- _What to produce_:
Please list every line in the listing below that contains the string "fence", copying each one in full.

- _Supplied records_:
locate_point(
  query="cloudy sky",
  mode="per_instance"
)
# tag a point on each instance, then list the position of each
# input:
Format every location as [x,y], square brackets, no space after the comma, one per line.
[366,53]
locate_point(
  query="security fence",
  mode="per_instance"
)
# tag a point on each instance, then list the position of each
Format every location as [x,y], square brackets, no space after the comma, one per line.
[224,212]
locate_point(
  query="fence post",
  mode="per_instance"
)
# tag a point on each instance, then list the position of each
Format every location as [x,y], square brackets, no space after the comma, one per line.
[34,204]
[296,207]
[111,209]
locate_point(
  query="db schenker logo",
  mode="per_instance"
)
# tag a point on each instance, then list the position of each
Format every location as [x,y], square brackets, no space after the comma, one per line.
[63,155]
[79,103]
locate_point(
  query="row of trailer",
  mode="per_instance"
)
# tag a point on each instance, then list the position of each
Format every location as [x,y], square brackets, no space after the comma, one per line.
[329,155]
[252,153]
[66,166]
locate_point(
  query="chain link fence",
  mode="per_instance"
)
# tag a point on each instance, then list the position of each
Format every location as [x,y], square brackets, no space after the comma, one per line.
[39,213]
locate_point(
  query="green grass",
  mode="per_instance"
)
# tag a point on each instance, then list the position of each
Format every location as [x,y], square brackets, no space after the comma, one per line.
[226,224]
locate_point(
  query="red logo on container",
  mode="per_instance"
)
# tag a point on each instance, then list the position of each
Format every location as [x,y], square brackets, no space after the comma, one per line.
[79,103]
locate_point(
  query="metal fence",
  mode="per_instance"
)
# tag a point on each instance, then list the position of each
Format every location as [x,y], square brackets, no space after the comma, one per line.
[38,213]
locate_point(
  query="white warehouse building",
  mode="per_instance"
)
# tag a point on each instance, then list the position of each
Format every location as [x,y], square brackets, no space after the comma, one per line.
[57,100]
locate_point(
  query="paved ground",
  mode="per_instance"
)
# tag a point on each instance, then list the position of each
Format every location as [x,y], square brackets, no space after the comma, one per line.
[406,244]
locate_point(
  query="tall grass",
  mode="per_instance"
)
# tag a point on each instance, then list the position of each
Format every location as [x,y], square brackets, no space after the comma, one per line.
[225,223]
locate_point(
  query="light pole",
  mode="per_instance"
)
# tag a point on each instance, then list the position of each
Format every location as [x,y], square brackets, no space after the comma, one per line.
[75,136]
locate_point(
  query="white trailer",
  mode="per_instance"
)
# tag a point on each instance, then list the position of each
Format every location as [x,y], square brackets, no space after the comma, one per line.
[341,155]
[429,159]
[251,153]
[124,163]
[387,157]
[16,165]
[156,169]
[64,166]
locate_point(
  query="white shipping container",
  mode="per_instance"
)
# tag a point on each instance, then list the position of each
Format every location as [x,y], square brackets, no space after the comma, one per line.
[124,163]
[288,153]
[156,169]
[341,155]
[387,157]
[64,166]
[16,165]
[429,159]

- _Solution to this exercise_:
  query="security fence",
  query="fence post",
  query="chain link fence",
  query="metal fence",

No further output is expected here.